## Data excerpts
□ □ □ □
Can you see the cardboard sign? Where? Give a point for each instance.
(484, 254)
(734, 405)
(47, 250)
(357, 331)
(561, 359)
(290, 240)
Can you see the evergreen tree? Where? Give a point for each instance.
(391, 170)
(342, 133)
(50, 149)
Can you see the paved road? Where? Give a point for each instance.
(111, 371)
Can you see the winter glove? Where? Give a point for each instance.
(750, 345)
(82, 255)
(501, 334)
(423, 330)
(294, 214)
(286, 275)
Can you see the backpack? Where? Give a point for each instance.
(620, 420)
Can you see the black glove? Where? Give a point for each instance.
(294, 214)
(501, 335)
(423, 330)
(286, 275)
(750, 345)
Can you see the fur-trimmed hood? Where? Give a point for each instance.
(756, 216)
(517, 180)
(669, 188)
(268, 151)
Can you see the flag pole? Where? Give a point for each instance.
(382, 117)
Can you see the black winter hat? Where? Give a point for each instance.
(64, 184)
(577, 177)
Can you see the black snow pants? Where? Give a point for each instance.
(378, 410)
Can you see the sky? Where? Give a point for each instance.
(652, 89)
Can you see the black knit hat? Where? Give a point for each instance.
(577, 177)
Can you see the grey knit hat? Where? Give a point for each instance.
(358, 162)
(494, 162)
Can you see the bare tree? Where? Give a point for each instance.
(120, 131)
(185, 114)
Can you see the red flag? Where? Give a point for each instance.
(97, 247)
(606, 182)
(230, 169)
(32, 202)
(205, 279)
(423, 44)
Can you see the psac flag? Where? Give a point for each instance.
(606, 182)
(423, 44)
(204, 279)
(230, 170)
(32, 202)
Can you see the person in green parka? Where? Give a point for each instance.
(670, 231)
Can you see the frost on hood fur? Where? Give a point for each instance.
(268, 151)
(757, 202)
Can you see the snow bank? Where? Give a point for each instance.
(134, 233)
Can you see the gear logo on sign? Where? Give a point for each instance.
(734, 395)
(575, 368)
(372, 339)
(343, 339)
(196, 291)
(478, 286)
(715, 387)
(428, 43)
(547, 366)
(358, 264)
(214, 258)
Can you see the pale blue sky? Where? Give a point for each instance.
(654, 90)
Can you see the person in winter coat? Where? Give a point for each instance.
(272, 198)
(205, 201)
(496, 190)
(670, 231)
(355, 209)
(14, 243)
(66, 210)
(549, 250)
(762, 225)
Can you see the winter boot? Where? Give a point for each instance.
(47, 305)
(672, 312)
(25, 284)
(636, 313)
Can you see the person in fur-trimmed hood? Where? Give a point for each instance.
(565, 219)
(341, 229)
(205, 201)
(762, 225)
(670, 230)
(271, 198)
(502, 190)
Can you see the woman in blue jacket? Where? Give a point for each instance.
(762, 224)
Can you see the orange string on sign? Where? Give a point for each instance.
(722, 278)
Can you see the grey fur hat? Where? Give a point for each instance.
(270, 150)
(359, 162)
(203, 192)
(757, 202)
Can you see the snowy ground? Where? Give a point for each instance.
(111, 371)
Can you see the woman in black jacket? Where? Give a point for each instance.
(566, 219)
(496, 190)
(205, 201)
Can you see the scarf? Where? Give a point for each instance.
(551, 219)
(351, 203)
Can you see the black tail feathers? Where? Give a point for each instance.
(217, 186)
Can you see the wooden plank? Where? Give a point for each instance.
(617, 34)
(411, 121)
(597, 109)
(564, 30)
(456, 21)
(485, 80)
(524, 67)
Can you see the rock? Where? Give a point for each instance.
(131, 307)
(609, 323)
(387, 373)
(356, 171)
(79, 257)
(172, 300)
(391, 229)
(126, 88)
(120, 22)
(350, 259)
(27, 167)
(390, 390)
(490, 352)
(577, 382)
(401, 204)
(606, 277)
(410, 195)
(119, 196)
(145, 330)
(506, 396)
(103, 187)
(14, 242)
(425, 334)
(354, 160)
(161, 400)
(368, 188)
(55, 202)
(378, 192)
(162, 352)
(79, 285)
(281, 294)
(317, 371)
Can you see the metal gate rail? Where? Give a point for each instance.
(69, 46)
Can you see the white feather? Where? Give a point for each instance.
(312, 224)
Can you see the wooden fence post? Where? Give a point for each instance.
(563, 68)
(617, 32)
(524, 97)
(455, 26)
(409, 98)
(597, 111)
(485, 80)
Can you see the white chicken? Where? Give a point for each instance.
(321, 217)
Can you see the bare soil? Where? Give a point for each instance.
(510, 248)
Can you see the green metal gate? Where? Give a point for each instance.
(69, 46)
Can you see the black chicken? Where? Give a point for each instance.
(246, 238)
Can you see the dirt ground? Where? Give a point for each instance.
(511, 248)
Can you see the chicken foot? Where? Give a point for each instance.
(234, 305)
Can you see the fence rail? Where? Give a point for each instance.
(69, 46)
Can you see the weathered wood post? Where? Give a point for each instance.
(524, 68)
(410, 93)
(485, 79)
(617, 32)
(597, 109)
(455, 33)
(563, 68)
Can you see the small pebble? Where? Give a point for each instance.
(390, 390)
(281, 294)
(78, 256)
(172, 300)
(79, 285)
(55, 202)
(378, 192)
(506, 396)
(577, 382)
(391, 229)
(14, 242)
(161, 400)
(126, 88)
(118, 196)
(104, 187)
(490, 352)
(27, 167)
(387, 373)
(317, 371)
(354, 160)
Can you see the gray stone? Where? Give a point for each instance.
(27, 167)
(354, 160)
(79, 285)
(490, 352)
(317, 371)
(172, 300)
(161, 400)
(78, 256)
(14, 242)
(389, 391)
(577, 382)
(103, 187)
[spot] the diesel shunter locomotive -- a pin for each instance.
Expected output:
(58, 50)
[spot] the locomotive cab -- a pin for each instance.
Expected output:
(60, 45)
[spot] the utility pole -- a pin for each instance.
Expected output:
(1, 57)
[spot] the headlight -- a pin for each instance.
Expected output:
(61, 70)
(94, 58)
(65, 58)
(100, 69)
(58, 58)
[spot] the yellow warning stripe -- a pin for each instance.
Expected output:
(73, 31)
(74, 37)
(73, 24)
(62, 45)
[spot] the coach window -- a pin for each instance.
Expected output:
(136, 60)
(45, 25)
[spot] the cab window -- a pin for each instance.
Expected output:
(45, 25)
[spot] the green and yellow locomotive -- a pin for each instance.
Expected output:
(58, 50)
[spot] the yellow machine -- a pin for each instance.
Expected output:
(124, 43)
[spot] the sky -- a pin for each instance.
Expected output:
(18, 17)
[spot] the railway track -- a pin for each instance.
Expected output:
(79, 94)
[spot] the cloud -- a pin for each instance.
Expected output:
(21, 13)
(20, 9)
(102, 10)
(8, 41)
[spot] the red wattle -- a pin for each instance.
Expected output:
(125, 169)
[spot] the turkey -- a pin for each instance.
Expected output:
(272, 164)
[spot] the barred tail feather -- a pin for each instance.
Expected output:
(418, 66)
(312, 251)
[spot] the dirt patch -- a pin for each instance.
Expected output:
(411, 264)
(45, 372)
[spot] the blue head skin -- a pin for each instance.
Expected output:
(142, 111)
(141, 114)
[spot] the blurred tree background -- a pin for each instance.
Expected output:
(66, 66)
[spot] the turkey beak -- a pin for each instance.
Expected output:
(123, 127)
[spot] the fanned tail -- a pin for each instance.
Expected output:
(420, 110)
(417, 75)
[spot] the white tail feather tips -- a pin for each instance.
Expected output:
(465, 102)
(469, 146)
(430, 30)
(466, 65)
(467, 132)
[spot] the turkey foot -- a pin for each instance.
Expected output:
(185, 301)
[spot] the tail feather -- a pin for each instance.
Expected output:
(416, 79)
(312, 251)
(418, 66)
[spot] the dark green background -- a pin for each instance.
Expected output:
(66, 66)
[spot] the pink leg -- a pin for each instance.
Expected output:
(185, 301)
□ □ □ □
## Request
Repeat the records above exactly as they appear.

## Complete output
Can you see the cardboard sign? Where? Give a point for each instance.
(484, 254)
(734, 405)
(47, 250)
(357, 331)
(561, 359)
(290, 240)
Can you see the evergreen tree? Where? Give a point for each instance.
(391, 170)
(342, 133)
(50, 149)
Can you see the paved road? Where? Give a point for each instance.
(111, 371)
Can you see the winter glove? Where? Give a point for each instance.
(750, 345)
(82, 255)
(501, 334)
(423, 330)
(294, 214)
(286, 275)
Can you see the backpack? Where? Give a point for each instance.
(620, 420)
Can you see the black glove? Where? Give a point for each instance.
(294, 214)
(501, 335)
(423, 330)
(286, 275)
(750, 345)
Can you see the fur-trimmed hood? Where? Give a point for each instance.
(756, 216)
(517, 180)
(669, 188)
(268, 151)
Can you see the flag pole? Where? Give a point for each instance.
(382, 117)
Can you see the black winter hat? Where? Give a point for each instance.
(64, 184)
(577, 177)
Can you see the black snow pants? Where? Give a point for each instance.
(378, 410)
Can you see the sky? Where? Give a point for each instance.
(652, 89)
Can you see the black knit hat? Where? Give a point for each instance.
(577, 177)
Can you see the grey knit hat? Where? Give a point for each instance.
(358, 162)
(494, 162)
Can you see the bare tree? Where? Give a point for each instance.
(120, 131)
(185, 114)
Can you see the red flag? Where? Give a point for each instance.
(97, 247)
(606, 182)
(230, 169)
(32, 202)
(205, 279)
(423, 44)
Can you see the psac flag? Where? Give a point for each instance.
(606, 182)
(423, 44)
(204, 279)
(230, 170)
(32, 202)
Can you see the person in green parka? Where? Give a point for each instance.
(670, 231)
Can you see the frost on hood fur? Where? Give a point for each instance.
(268, 151)
(757, 202)
Can you see the snow bank? Where? Give a point for each instance.
(134, 233)
Can you see the gear logo on sign? Where? Give a point for each instance.
(734, 395)
(575, 368)
(372, 339)
(343, 339)
(196, 291)
(478, 286)
(715, 387)
(428, 43)
(547, 366)
(358, 264)
(214, 258)
Can you see the pale blue sky? Where? Give a point for each instance.
(654, 90)
Can you see the person in winter coat? Where? Give a point for each instance.
(272, 198)
(205, 201)
(496, 190)
(670, 231)
(355, 209)
(14, 243)
(66, 210)
(549, 250)
(762, 225)
Can you see the winter boot? Where? Give a point for each instance.
(47, 305)
(672, 312)
(25, 284)
(636, 313)
Can you see the person in fur-trimmed hood? Where? Give a point for each instance.
(565, 219)
(341, 229)
(205, 201)
(762, 225)
(670, 230)
(271, 198)
(502, 190)
Can you see the woman in blue jacket? Where? Give a point for each instance.
(762, 224)
Can you see the orange string on sign? Where? Give a point for each instance.
(722, 278)
Can you see the grey fur hat? Where? Give a point for each instance.
(270, 150)
(359, 162)
(203, 192)
(757, 202)
Can you see the snowy ground? Where? Give a point for each instance.
(111, 371)
Can you see the woman in black jacket? Where? Give a point for each instance.
(566, 219)
(496, 190)
(205, 201)
Can you see the scarf? Where? Give a point for each instance.
(551, 219)
(351, 203)
Can you see the black tail feathers? Where? Give a point for each instance.
(217, 186)
Can you see the wooden plank? Where? Give a point for each instance.
(617, 34)
(411, 121)
(597, 109)
(564, 30)
(456, 21)
(485, 80)
(524, 67)
Can you see the rock? Where? Give a point for each instance.
(131, 307)
(609, 323)
(387, 373)
(356, 171)
(79, 257)
(172, 300)
(391, 229)
(126, 88)
(120, 22)
(350, 259)
(27, 167)
(390, 390)
(490, 352)
(577, 382)
(401, 204)
(606, 277)
(410, 195)
(119, 196)
(145, 330)
(506, 396)
(103, 187)
(14, 242)
(425, 334)
(354, 160)
(161, 400)
(368, 188)
(55, 202)
(378, 192)
(162, 352)
(79, 285)
(281, 294)
(317, 371)
Can you see the metal gate rail? Where? Give a point for each instance.
(69, 46)
Can you see the white feather? Where? Give a point for each instance.
(312, 224)
Can you see the wooden fence post? Where? Give a point for each instance.
(563, 68)
(617, 32)
(524, 97)
(455, 26)
(409, 98)
(597, 111)
(485, 80)
Can you see the white chicken? Where? Give a point for each instance.
(321, 217)
Can you see the bare soil? Where? Give a point for each instance.
(510, 248)
Can you see the green metal gate? Where? Give a point for each instance.
(69, 46)
Can you see the black chicken? Where? Give a point for each instance.
(246, 238)
Can you see the dirt ground? Where? Give a point for each instance.
(511, 248)
Can you see the chicken foot? Where? Give a point for each instance.
(234, 305)
Can you see the fence rail? Where? Give a point for each instance.
(69, 46)
Can you see the weathered wood post? Where? Give a point for each instance.
(524, 68)
(410, 93)
(485, 79)
(617, 32)
(597, 109)
(455, 33)
(563, 68)
Can you see the small pebble? Where? Give a point for each instance.
(390, 390)
(281, 294)
(78, 256)
(172, 300)
(79, 285)
(55, 202)
(378, 192)
(506, 396)
(577, 382)
(391, 229)
(14, 242)
(161, 400)
(126, 88)
(118, 196)
(104, 187)
(490, 352)
(27, 167)
(387, 373)
(317, 371)
(354, 160)
Can you see the gray stone? Where? Give a point for each instance.
(27, 167)
(354, 160)
(79, 285)
(490, 352)
(317, 371)
(172, 300)
(161, 400)
(78, 256)
(14, 242)
(389, 391)
(577, 382)
(103, 187)
[spot] the diesel shunter locomotive -- a pin for each instance.
Expected output:
(58, 50)
[spot] the locomotive cab -- a pin for each instance.
Expected output:
(60, 45)
[spot] the utility pole -- a pin for each instance.
Expected output:
(1, 57)
[spot] the headlight -- a pin for each instance.
Expected output:
(61, 70)
(94, 58)
(65, 58)
(100, 69)
(58, 58)
[spot] the yellow warning stripe -- a pin for each instance.
Expected output:
(73, 31)
(74, 37)
(73, 24)
(62, 45)
[spot] the coach window -- a pin for each instance.
Expected output:
(136, 60)
(45, 25)
[spot] the cab window -- a pin for each instance.
Expected output:
(45, 25)
[spot] the green and yellow locomotive -- a pin for each instance.
Expected output:
(58, 50)
[spot] the yellow machine -- a pin for each instance.
Expected output:
(124, 43)
[spot] the sky -- a pin for each instance.
Expected output:
(18, 17)
[spot] the railway track -- a pin for each instance.
Expected output:
(79, 94)
[spot] the cloud -- a pin for each instance.
Expected output:
(21, 13)
(20, 9)
(102, 10)
(8, 41)
[spot] the red wattle -- a pin for each instance.
Expected output:
(125, 169)
[spot] the turkey -- a pin for each instance.
Expected output:
(272, 164)
[spot] the barred tail feather -- a pin for each instance.
Expected output:
(418, 66)
(312, 251)
[spot] the dirt patch -- a pin for each instance.
Expected output:
(411, 264)
(45, 372)
[spot] the blue head skin -- a pin for each instance.
Expected output:
(142, 111)
(141, 114)
[spot] the blurred tree background -- a pin for each instance.
Expected output:
(66, 66)
[spot] the turkey beak -- a pin for each instance.
Expected output:
(123, 127)
[spot] the fanned tail -- a pin for each instance.
Expected output:
(420, 110)
(417, 75)
[spot] the white tail feather tips -- a pin for each instance.
Expected output:
(465, 102)
(469, 146)
(430, 30)
(466, 65)
(467, 132)
[spot] the turkey foot -- a pin for each instance.
Expected output:
(185, 301)
[spot] the tail feather -- a pin for each instance.
Expected output:
(416, 79)
(312, 251)
(418, 66)
[spot] the dark green background -- a pin for each instance.
Expected output:
(66, 66)
[spot] the pink leg -- a pin for each instance.
Expected output:
(185, 301)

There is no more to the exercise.